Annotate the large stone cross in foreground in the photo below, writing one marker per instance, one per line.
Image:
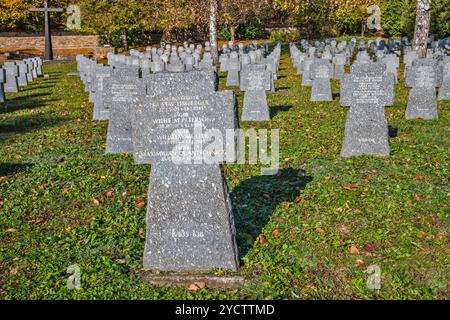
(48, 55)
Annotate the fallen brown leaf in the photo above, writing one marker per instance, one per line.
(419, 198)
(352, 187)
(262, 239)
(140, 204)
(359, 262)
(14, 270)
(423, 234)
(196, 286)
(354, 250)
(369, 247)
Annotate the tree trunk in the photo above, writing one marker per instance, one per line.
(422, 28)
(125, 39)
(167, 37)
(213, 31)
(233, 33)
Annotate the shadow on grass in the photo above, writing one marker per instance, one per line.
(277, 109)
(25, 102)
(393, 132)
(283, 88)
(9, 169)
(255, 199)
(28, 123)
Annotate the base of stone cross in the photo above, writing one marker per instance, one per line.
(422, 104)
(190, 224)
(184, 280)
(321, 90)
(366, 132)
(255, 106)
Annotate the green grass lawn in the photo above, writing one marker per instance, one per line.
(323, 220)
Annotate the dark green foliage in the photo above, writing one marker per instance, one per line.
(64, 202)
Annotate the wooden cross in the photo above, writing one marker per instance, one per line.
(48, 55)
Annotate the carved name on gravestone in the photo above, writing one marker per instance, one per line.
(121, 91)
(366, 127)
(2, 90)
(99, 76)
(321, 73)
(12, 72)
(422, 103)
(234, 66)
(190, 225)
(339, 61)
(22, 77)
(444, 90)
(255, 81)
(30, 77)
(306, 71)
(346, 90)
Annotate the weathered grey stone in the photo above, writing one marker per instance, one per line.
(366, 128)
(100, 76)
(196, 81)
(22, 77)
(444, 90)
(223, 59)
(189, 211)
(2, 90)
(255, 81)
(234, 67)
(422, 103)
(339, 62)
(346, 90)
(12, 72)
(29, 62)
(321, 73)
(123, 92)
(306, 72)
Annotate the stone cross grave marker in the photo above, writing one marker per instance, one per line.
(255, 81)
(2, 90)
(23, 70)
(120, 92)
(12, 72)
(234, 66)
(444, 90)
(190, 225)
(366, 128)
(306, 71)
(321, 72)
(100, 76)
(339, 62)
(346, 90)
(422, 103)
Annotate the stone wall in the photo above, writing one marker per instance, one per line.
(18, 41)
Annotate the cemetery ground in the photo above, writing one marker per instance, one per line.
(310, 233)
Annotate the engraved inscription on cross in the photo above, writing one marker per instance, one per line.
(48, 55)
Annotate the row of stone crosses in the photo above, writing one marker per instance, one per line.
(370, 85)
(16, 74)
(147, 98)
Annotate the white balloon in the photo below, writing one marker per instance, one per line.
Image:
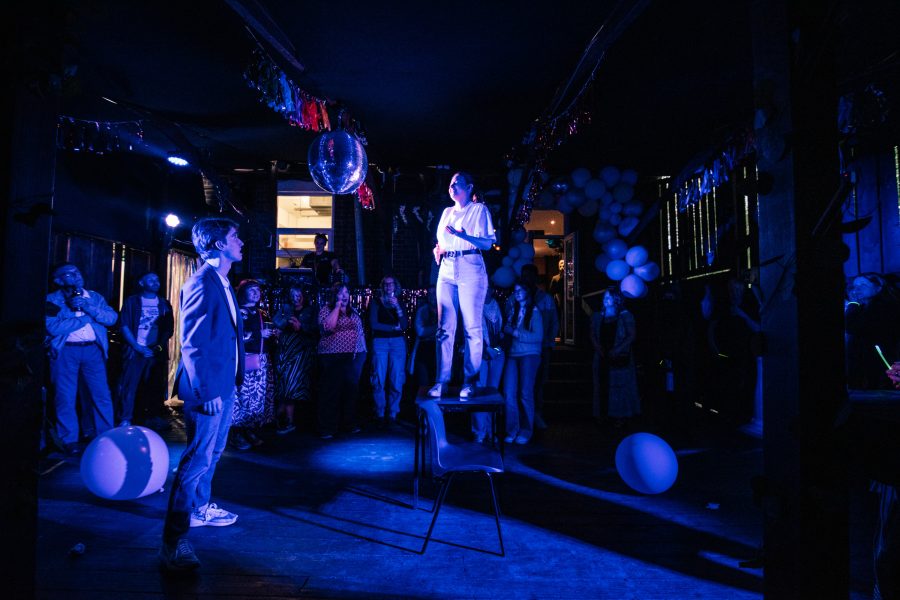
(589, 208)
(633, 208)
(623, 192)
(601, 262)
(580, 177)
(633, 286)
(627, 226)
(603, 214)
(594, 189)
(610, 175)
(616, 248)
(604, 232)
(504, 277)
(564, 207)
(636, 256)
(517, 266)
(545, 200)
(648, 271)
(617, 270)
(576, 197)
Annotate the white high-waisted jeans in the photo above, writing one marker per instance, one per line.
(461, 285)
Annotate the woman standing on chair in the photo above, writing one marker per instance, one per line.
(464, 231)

> **Prompt**: Restate verbatim the lines running from the line with "Annotate the stone cross" through the end of the material; both ends count, and images are omitted.

> **Solution to the problem**:
Annotate the stone cross grave marker in the photo above, writing one marker per instance, one per line.
(255, 81)
(2, 90)
(23, 70)
(120, 92)
(12, 72)
(234, 66)
(444, 90)
(190, 225)
(366, 128)
(306, 71)
(321, 72)
(100, 76)
(339, 62)
(346, 90)
(422, 103)
Annotate the stone wall in the photo above, writing one marker per instance, one per line.
(18, 41)
Annotate the cemetery ground in the photo above, writing one marker per instance, one per line.
(310, 233)
Annotate the engraved inscription on cross in the photo above, writing one marker per instance, one per line.
(48, 55)
Annotate the row of stone crosses in the photo above, writing one marker per instance, one per line.
(370, 85)
(16, 74)
(147, 98)
Annotate the white balloon in the photo below, writing one marker per instance, one per line.
Image:
(589, 208)
(633, 208)
(623, 192)
(601, 262)
(580, 177)
(633, 286)
(627, 226)
(603, 214)
(594, 189)
(610, 175)
(616, 248)
(604, 232)
(504, 277)
(564, 207)
(636, 256)
(517, 266)
(545, 200)
(648, 271)
(617, 270)
(576, 197)
Annotate the white high-waisted jeans in the photo above, writing one marker per instance, one per line.
(461, 285)
Annotate the woman standing on chair in the photo above, writing one marker per instance, one per line.
(464, 231)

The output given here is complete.